• [CONSIGNES]:
1. Indiquez si chacune des affirmations (a), (b) et (c) concorde avec l'extrait sur le bonheur, en répondant par oui ou par non et en citant les mots de l'extrait qui tranchent. (a) Être heureux y est présenté comme une décision. (b) Le complexe du homard ne concerne que les adolescents. (c) La personne qui écrit affirme savoir comment l'enfant qu'elle était a réussi à rester liée aux merveilles de la vie.
2. Résumez l'extrait sur le bonheur en deux phrases.

• [EXTRAIT DU TEXTE]:
Déjà, être heureux est une décision, un combat à mener au jour le jour. La lutte se fait contre soi-même, contre les horreurs qu’on a pu nous dire à l’aube de notre vie (à ce sujet, l’article de Jessica, de LivrAddict, tombe au bon moment), contre les coups du sort, contre le regard des autres et leurs propres schémas qui tentent de s’imposer à nous. C’est oser se déconstruire soi-même, perdre ses repères, perdre l’espoir qu’on a chèrement acquis pour partir sur des bases plus saines. En attendant, on souffre. Le complexe du homard n’est pas réservé qu’aux adolescents. Mais, enfant, j’ai su résister. J’ai pleuré, j’allais mal, j’ai souhaité que la souffrance disparaisse, mais le plus important en moi a survécu: je suis encore reliée aux merveilles de la vie – et, honnêtement, je ne sais pas trop comment cette gamine a réussi ce prodige. Sans doute « la Trame » l’a-t-elle aidée, elle qui s’y accrochait si fort.
L’adulte que je suis à présent ne peut faire moins.
Alors, j’affronte l’avis et le regard des autres en flemmardant. Je lis, j’écoute de la musique, je profite, immobile des minutes entières, de la beauté de l’instant sauvage d’un paysage, d’un rayon de soleil doré comme une brioche. Je commence enfin à écouter la voix « libre et sauvage » en moi qui me détourne de mon devoir pour me laisser simplement vivre.
« La vie est un mystère qu’il faut vivre, et non un problème à résoudre. »

[Éléments d'étiquetage de contours]
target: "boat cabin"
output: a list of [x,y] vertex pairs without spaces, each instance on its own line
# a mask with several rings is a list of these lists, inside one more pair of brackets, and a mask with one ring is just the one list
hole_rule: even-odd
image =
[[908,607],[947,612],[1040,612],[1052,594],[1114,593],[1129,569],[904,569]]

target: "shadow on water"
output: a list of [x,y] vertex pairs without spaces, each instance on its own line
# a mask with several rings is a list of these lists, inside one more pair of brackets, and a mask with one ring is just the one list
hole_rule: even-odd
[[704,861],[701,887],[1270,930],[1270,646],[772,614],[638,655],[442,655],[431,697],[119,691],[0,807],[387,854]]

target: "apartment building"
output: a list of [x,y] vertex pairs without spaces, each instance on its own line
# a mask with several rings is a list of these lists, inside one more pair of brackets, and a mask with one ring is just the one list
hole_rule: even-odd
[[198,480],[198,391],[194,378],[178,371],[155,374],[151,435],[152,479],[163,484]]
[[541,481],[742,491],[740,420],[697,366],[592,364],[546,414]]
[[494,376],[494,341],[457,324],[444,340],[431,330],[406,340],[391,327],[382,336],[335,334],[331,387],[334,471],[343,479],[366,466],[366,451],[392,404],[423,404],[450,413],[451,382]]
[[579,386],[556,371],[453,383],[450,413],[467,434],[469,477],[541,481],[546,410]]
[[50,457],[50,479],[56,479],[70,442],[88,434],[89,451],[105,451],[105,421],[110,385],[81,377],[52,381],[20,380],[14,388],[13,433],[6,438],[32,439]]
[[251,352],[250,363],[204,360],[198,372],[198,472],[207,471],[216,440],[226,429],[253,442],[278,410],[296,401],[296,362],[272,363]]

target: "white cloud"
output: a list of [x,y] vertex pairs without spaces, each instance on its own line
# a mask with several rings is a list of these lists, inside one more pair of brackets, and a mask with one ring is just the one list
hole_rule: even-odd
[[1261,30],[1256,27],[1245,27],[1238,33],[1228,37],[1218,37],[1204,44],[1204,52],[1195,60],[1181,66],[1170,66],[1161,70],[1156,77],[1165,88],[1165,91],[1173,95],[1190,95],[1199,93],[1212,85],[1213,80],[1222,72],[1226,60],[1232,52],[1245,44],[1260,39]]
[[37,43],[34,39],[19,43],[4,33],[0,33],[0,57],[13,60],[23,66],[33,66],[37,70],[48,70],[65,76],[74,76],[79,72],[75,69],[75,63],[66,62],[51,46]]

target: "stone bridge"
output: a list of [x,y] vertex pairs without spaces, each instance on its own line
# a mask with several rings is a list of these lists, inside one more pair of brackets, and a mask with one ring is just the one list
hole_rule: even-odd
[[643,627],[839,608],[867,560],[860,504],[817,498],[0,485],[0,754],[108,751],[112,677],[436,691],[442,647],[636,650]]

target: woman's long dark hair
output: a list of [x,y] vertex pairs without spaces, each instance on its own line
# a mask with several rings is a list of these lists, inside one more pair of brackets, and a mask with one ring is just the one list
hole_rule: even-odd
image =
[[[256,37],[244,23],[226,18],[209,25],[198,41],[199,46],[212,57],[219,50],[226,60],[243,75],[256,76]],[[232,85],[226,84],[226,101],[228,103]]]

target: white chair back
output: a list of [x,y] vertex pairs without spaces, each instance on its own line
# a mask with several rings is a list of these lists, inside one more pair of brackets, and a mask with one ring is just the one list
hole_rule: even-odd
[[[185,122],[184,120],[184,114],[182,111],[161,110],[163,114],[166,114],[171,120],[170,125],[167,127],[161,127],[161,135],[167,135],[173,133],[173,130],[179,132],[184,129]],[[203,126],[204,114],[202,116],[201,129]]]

• [RÉPONSES COMPLÈTES]:
1.
(a) Oui : « être heureux est une décision, un combat à mener au jour le jour ».
(b) Non : « Le complexe du homard n’est pas réservé qu’aux adolescents ».
(c) Non : « je ne sais pas trop comment cette gamine a réussi ce prodige ».

2. Être heureux y est décrit comme une décision et un combat quotidien contre soi-même, contre les horreurs entendues au début de la vie, contre les coups du sort et contre le regard des autres, ce qui oblige à se déconstruire et à souffrir en attendant. Ayant su résister dans l'enfance et garder le lien avec les merveilles de la vie, la personne qui écrit affronte désormais le regard des autres en flemmardant, en lisant, en écoutant de la musique et en savourant l'instant, à l'écoute de sa voix « libre et sauvage ».